> **QUOTED TEXT**
══════════════════════════════
# Hello from Texas



## Riverdog (Feb 15, 2015)

Just wanted to say hello. Been reading the forum for a couple of years now and decided it's was time to join. 
While looking to set up a little jon boat for river running, I stumbled on this jet boat section. I found my new passion and want to thank all of you. 
My boat is 2013 1752 SS blazer with a mercury 60/40. Bought in Missouri. Mostly run the Lower Colorado river.


----------



## Jim (Feb 15, 2015)

:WELCOME:

Thanks for finally joining! :beer:


----------



## Lil' Blue Rude (Feb 15, 2015)

Welcome aboard, pretty sure I've seen a few of your video's on youtube. Pretty neat.


----------



## amk (Feb 15, 2015)

That looks like around Elgin. I ride in wharton mostly but we used to hunt around altair and columbus


----------



## Riverdog (Feb 16, 2015)

It's fairly close to Elgin.
Lil' Blue Rude, I think I have watched just about every outboard jet YouTube video from Missouri there is. Those are the ones that got me hooked. 
The attached picture was my computer desktop for about a year. Can't remember which member I snagged this from, but looks like heaven to me.


----------



## huntinfool (Feb 17, 2015)

Welcome from Katy,Texas


----------



## Riverdog (Feb 20, 2015)

huntinfool said:


> Welcome from Katy,Texas




That's close to the Brazos river. Have you ever done any river running on it?


----------



## huntinfool (Feb 20, 2015)

No sir, but I've been on the Colorado in Sealy.


----------



## Lil' Blue Rude (Feb 21, 2015)

Riverdog said:


> It's fairly close to Elgin.
> Lil' Blue Rude, I think I have watched just about every outboard jet YouTube video from Missouri there is. Those are the ones that got me hooked.
> The attached picture was my computer desktop for about a year. Can't remember which member I snagged this from, but looks like heaven to me.


That place is heaven for sure! Current River. Yeah the first and last boats are my cousins boats. I'd painted the white motor on the end and I've rebuilt the white motor in the middle, all of them are pretty slick boats.


----------
══════════════════════════════
> **SET EXERCISE 1**
Reproduce word for word the part of the Texas jet boat thread that opens with the words containing "# Hello from" and closes with "time to join.".
The forum thread and the records have no connection to each other.

> **Records from a point labeling set**
══════════════════════════════
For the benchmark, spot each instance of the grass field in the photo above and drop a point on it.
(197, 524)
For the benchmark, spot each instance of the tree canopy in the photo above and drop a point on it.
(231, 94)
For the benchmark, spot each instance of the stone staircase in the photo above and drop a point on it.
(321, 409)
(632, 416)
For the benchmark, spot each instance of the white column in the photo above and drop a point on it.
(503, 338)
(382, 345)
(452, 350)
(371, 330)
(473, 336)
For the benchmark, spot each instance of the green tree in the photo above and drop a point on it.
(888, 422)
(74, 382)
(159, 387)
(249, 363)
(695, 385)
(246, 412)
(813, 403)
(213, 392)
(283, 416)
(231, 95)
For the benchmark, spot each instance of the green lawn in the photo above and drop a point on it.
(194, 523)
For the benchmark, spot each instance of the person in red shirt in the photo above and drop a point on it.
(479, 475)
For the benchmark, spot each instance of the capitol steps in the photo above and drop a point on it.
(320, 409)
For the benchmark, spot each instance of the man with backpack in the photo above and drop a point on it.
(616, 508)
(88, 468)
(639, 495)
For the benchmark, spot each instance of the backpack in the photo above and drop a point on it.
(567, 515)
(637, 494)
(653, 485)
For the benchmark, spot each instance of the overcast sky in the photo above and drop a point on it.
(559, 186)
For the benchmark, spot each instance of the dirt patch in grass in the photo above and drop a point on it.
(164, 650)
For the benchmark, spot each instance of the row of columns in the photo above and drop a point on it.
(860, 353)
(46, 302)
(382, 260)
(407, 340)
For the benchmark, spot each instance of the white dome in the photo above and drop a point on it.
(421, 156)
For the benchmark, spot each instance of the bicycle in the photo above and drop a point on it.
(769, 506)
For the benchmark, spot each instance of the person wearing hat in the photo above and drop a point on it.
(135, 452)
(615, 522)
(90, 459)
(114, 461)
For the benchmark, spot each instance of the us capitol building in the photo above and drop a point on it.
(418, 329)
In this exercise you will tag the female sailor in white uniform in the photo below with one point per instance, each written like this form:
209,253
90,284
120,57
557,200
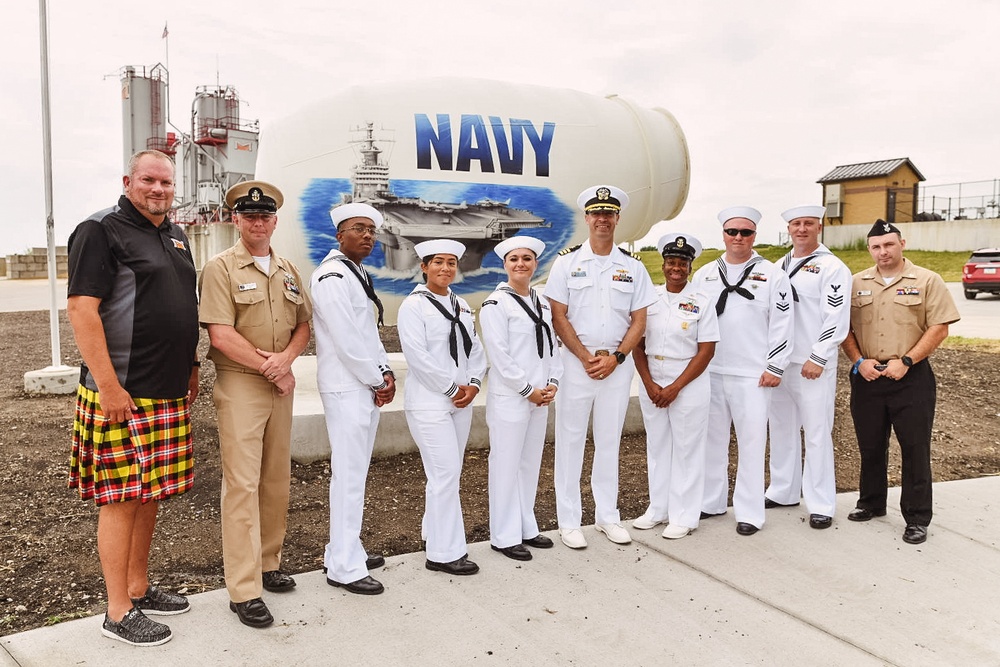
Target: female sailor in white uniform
446,364
524,376
681,332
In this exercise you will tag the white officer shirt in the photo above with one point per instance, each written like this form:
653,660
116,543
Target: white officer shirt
349,353
600,293
822,312
432,375
676,323
755,335
509,334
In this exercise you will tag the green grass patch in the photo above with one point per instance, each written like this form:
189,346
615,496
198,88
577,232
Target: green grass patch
974,344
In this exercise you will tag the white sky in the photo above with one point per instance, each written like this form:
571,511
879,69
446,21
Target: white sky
771,95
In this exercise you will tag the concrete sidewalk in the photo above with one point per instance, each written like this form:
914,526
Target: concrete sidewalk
855,594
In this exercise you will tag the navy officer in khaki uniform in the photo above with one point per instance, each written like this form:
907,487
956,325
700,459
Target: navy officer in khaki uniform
256,309
900,313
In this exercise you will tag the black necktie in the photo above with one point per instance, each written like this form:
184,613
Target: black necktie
541,328
720,307
784,267
456,325
366,283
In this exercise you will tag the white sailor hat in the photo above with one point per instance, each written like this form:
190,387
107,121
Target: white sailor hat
355,210
255,196
439,247
804,212
677,244
602,198
751,214
513,243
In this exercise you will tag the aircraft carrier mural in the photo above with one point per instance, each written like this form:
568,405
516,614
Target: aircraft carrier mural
479,215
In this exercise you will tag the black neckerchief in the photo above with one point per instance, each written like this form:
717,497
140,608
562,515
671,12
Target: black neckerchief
455,320
720,307
784,267
366,283
541,328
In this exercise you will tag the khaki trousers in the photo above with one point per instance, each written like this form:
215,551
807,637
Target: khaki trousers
255,425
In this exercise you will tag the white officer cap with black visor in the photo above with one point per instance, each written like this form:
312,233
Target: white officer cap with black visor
678,244
602,198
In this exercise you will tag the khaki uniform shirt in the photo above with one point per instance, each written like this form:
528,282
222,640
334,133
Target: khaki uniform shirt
888,320
263,308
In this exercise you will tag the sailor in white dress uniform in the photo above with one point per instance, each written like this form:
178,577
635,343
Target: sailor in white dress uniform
681,332
446,363
598,294
754,304
525,368
804,401
354,381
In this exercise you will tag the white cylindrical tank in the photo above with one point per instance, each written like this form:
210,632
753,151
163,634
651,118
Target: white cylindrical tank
470,159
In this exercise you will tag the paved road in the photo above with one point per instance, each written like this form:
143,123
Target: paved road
980,316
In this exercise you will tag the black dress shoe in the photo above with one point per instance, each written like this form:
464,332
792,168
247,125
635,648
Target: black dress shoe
364,586
277,581
253,613
915,534
461,567
517,552
862,514
538,542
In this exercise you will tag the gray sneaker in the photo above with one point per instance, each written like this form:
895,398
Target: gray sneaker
159,602
136,630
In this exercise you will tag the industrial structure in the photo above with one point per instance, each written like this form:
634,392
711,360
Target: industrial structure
218,150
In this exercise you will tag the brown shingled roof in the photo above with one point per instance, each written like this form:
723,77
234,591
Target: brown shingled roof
849,172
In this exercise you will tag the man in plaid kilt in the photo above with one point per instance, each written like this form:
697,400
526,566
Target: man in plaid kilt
132,305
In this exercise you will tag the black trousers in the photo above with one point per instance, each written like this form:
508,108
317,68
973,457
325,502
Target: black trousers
906,406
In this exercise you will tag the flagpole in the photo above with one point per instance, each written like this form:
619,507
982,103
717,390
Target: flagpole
54,379
50,234
166,49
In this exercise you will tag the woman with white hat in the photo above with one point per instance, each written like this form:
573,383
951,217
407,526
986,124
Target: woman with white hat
524,377
681,332
446,363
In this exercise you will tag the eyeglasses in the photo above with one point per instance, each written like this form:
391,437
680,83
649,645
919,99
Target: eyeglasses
362,230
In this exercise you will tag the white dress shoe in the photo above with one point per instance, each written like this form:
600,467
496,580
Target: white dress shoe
615,532
573,538
646,521
674,532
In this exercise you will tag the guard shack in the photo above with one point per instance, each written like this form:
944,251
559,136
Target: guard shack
856,194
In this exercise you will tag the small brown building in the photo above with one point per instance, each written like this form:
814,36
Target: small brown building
858,194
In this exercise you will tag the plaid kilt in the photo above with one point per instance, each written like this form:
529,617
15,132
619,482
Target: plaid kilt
149,457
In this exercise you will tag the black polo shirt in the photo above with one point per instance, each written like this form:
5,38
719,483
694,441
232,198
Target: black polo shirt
144,276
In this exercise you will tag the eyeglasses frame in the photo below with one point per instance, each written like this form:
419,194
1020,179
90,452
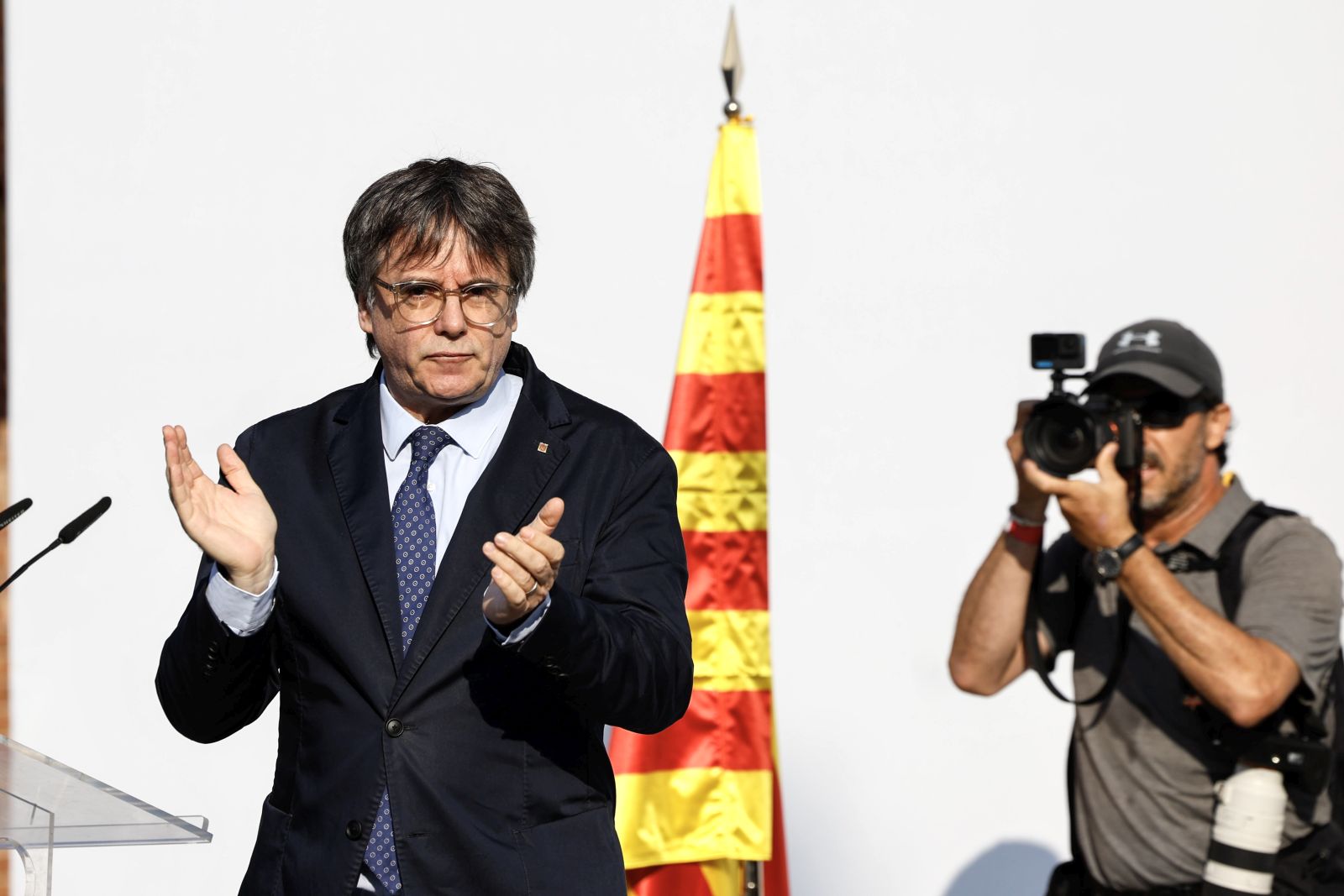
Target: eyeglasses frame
396,289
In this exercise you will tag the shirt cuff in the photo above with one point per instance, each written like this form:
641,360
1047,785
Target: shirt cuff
245,613
524,627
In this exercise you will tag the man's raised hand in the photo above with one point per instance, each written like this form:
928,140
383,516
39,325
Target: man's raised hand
234,526
524,566
1097,512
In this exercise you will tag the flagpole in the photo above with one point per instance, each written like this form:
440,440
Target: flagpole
732,70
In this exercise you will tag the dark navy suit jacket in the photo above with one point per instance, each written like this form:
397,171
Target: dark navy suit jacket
494,755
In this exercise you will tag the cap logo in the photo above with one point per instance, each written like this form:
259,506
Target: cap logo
1140,340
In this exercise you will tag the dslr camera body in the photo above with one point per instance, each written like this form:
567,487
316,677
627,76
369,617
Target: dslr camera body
1065,432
══════════════════════════════
> **SET EXERCISE 2**
Identify every line in the records that holds the string "green", and copy each one.

> **EXPECTED ANSWER 1**
# Hello from Texas



## Riverdog (Feb 15, 2015)

Just wanted to say hello. Been reading the forum for a couple of years now and decided it's was time to join.

> **EXPECTED ANSWER 2**
For the benchmark, spot each instance of the green tree in the photo above and drop a point on it.
For the benchmark, spot each instance of the green lawn in the photo above and drop a point on it.
In this exercise you will tag the green grass patch in the photo above with one point per instance, each written like this form:
Target: green grass patch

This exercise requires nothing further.